::: Texto de leitura :::

Desde a eternidade, Deus, tendo nos
escolhido em Cristo, planejou a encarnação e sua grande obra da redenção. Desde
o começo da História, quando Deus começou a revelar sua verdade, Deus o Filho,
na perspectiva da encarnação, salientou-se acima de todas as coisas. A luz da
revelação brilhou sobre ele e projetou uma sombra sobre todos os eventos da
revelação do Antigo Testamento. Na providência de Deus, o adorador do Antigo
Testamento não pôde ver Cristo claramente; essa visão estava reservada para nós
que vivemos na plenitude do tempo (Hb
1.1,2; 11.39,40). Mas por meio dos rituais e cerimônias eles viram, sim,
sua sombra poderosa e majestosa.

::: Informações exibidas :::

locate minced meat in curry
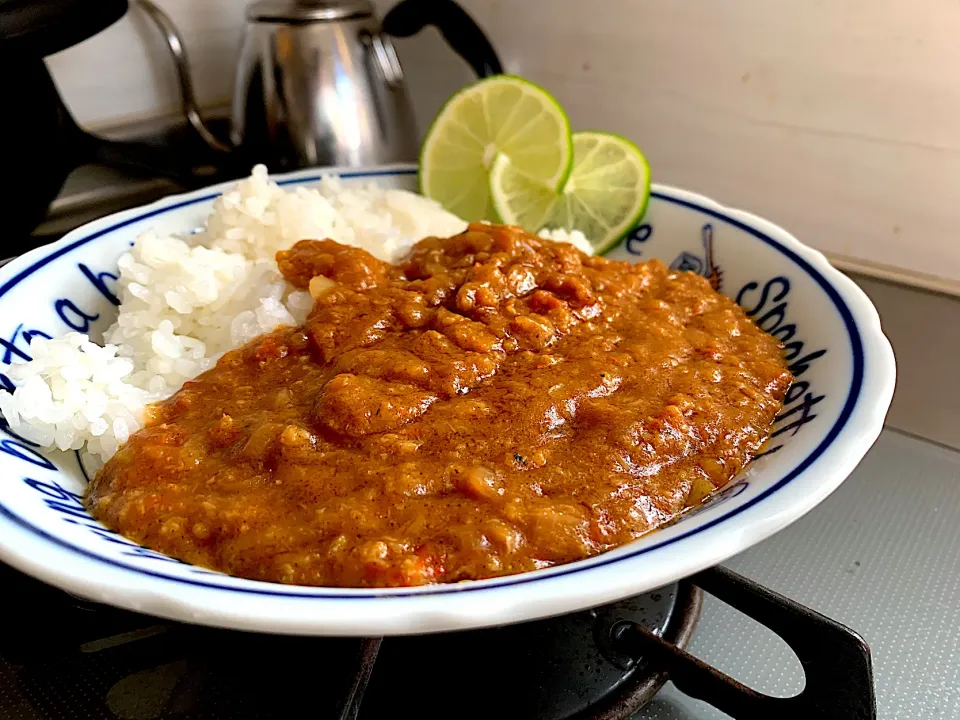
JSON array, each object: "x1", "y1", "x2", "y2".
[{"x1": 87, "y1": 224, "x2": 791, "y2": 586}]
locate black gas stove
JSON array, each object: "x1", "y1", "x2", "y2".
[{"x1": 0, "y1": 565, "x2": 876, "y2": 720}]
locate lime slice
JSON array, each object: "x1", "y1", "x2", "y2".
[
  {"x1": 490, "y1": 132, "x2": 650, "y2": 253},
  {"x1": 420, "y1": 75, "x2": 573, "y2": 220}
]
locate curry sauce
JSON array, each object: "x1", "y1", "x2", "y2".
[{"x1": 87, "y1": 224, "x2": 791, "y2": 586}]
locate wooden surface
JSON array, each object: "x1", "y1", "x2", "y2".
[{"x1": 51, "y1": 0, "x2": 960, "y2": 289}]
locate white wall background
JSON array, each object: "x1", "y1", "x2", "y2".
[{"x1": 49, "y1": 0, "x2": 960, "y2": 288}]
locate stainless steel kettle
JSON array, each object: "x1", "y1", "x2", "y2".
[{"x1": 138, "y1": 0, "x2": 502, "y2": 172}]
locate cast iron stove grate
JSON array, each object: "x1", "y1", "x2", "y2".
[{"x1": 0, "y1": 565, "x2": 876, "y2": 720}]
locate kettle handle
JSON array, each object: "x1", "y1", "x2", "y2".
[
  {"x1": 134, "y1": 0, "x2": 233, "y2": 153},
  {"x1": 383, "y1": 0, "x2": 503, "y2": 78}
]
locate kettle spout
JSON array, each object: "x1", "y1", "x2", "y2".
[{"x1": 135, "y1": 0, "x2": 233, "y2": 153}]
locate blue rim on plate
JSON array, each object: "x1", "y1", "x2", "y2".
[{"x1": 0, "y1": 169, "x2": 865, "y2": 601}]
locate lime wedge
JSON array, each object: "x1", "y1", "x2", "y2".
[
  {"x1": 420, "y1": 75, "x2": 573, "y2": 220},
  {"x1": 490, "y1": 132, "x2": 650, "y2": 253}
]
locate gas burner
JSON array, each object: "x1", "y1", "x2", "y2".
[{"x1": 0, "y1": 566, "x2": 876, "y2": 720}]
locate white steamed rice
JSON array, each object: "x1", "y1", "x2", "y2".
[{"x1": 0, "y1": 166, "x2": 591, "y2": 465}]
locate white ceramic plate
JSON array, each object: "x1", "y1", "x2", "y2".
[{"x1": 0, "y1": 166, "x2": 895, "y2": 635}]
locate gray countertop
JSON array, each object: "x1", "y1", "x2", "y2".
[{"x1": 636, "y1": 429, "x2": 960, "y2": 720}]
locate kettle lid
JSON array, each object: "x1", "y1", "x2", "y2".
[{"x1": 247, "y1": 0, "x2": 373, "y2": 23}]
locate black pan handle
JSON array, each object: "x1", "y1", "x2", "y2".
[
  {"x1": 383, "y1": 0, "x2": 503, "y2": 78},
  {"x1": 0, "y1": 0, "x2": 127, "y2": 57},
  {"x1": 613, "y1": 568, "x2": 877, "y2": 720}
]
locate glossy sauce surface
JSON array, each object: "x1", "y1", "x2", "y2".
[{"x1": 87, "y1": 224, "x2": 791, "y2": 586}]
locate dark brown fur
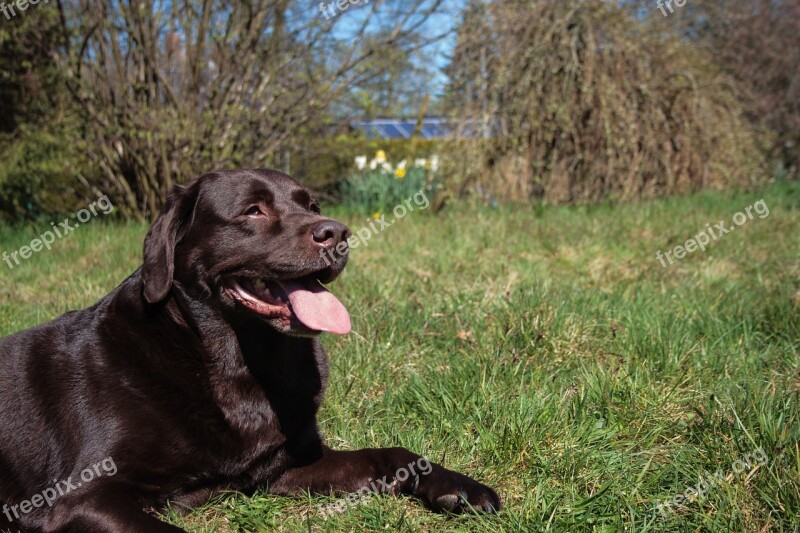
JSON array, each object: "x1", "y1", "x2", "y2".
[{"x1": 0, "y1": 170, "x2": 500, "y2": 532}]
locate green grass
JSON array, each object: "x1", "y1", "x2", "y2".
[{"x1": 0, "y1": 184, "x2": 800, "y2": 531}]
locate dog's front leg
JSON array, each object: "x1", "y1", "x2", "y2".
[{"x1": 269, "y1": 447, "x2": 500, "y2": 513}]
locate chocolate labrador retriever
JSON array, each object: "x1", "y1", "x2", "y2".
[{"x1": 0, "y1": 170, "x2": 500, "y2": 532}]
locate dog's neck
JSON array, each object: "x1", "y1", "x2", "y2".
[{"x1": 156, "y1": 276, "x2": 328, "y2": 434}]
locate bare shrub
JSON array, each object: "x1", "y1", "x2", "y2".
[{"x1": 449, "y1": 0, "x2": 763, "y2": 202}]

:::

Extraia na íntegra o texto de leitura sobre a encarnação e a redenção, copiando-o sem nenhuma alteração.

### Resposta do exercício
Desde a eternidade, Deus, tendo nos
escolhido em Cristo, planejou a encarnação e sua grande obra da redenção. Desde
o começo da História, quando Deus começou a revelar sua verdade, Deus o Filho,
na perspectiva da encarnação, salientou-se acima de todas as coisas. A luz da
revelação brilhou sobre ele e projetou uma sombra sobre todos os eventos da
revelação do Antigo Testamento. Na providência de Deus, o adorador do Antigo
Testamento não pôde ver Cristo claramente; essa visão estava reservada para nós
que vivemos na plenitude do tempo (Hb
1.1,2; 11.39,40). Mas por meio dos rituais e cerimônias eles viram, sim,
sua sombra poderosa e majestosa.